> [EXERCISE DIRECTIONS]: Set down, word for word, the portion of the essay on facing pain that runs from "What running does" up to and including "10 years before.".

You Can’t Run From Your Pain

One of the many things I learned from my father’s death in 2009 was the necessity of letting yourself feel your pain.

The natural reaction we have when we experience deep hurt is to run from it. It’s not easy to deal with, so we suppress it, run from it, try to forget about, or do whatever else so it takes so that we don’t have to feel our pain.

I remember the countless conversations I had with people after my Dad died and being so surprised at the people who still had so much bitterness and hurt towards things that had happened to them over 10 to 15 years ago. Thankfully, I quickly learned an important lesson when it came to dealing with pain: you can’t run from it.

What running does

At one point or another, you have to face your pain. Like anything that is difficult in life, we want to avoid it because that is much easier to do. What I learned is that you will have to deal with it at some point, and dealing with it later is much more difficult than dealing with it now.

I remember being so surprised by the amount of people who were still so devastated about things that had happened so many years before. I’m not saying that you can’t still be affected by it, but I could tell something wasn’t right when they felt the same way as I did, and their painful experience had happened over 10 years before.

> [EXTRACTED ENTRIES]:

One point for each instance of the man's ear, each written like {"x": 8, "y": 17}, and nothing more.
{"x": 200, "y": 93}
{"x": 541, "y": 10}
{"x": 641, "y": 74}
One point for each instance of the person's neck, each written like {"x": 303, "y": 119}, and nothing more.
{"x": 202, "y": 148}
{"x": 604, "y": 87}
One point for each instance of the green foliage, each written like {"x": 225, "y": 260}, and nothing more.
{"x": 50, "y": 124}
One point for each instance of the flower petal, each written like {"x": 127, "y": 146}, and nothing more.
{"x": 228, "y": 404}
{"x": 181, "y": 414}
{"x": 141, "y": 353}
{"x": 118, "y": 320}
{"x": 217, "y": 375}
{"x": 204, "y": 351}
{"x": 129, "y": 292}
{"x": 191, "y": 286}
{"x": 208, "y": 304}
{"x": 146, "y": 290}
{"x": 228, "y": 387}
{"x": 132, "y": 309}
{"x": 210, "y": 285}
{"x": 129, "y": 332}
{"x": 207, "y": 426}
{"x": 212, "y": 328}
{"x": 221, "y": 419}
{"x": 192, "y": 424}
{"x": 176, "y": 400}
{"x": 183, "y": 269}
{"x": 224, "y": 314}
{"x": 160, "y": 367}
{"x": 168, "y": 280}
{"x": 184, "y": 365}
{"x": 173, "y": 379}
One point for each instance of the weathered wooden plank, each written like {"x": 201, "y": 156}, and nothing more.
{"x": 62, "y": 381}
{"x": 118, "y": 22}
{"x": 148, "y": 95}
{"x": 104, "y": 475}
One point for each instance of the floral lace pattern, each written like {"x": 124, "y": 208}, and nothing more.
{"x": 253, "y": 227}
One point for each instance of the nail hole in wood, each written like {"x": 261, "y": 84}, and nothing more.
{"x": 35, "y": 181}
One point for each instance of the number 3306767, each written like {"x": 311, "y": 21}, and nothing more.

> [RESPONSE TO THE TASK]:
What running does

At one point or another, you have to face your pain. Like anything that is difficult in life, we want to avoid it because that is much easier to do. What I learned is that you will have to deal with it at some point, and dealing with it later is much more difficult than dealing with it now.

I remember being so surprised by the amount of people who were still so devastated about things that had happened so many years before. I’m not saying that you can’t still be affected by it, but I could tell something wasn’t right when they felt the same way as I did, and their painful experience had happened over 10 years before.